**TASK INSTRUCTIONS:** Reproduce, word for word, every line starting at the line that contains "Where can you see the dry" and ending with the final line of the entries.

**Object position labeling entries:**
** Start **

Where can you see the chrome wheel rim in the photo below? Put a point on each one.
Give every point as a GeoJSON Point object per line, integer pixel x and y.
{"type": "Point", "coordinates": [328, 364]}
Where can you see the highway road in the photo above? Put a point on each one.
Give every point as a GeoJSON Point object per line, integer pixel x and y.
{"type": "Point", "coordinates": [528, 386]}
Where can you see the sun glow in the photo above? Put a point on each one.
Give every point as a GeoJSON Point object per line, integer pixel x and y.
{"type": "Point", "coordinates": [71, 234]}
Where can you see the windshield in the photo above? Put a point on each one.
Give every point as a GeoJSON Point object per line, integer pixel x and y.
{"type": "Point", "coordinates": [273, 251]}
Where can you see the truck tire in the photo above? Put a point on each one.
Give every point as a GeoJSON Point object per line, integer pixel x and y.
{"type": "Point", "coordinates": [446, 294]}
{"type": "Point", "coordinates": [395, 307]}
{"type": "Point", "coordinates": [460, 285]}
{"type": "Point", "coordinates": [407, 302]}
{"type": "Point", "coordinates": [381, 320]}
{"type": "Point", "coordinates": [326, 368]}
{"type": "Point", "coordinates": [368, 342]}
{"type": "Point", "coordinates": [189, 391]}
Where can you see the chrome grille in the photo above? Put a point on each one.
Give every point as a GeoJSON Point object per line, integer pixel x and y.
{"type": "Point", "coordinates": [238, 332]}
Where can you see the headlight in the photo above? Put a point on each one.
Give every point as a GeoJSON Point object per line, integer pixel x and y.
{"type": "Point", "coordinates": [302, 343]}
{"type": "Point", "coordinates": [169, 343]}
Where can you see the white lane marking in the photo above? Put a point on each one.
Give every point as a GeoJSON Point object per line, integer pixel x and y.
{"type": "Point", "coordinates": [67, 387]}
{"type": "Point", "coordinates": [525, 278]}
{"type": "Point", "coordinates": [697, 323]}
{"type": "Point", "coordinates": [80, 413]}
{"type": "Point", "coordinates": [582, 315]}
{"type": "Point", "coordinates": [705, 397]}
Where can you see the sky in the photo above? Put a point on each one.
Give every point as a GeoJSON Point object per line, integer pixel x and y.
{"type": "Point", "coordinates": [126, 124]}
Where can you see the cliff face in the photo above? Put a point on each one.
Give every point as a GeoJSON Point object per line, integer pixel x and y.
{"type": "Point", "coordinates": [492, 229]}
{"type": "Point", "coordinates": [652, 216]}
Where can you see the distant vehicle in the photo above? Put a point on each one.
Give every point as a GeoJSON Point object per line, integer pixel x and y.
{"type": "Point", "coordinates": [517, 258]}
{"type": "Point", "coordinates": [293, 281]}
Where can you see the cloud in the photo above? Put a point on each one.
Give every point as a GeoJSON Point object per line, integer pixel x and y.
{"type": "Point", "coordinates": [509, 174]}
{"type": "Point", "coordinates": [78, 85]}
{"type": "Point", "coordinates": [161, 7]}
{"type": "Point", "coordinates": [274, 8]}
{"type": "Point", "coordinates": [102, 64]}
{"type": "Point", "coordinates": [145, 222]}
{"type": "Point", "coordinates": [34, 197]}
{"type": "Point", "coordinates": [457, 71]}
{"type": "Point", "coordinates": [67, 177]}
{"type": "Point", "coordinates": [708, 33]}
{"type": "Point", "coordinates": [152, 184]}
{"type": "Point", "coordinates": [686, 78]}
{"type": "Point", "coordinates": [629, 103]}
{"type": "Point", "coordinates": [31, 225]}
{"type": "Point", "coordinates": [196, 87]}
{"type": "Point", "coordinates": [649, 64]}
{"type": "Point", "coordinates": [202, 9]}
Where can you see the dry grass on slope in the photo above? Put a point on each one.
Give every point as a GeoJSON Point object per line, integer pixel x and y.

** End **

**OUTPUT FOR THIS EXERCISE:**
Where can you see the dry grass on slope in the photo above? Put a point on each one.
Give every point as a GeoJSON Point object per line, integer pixel x and y.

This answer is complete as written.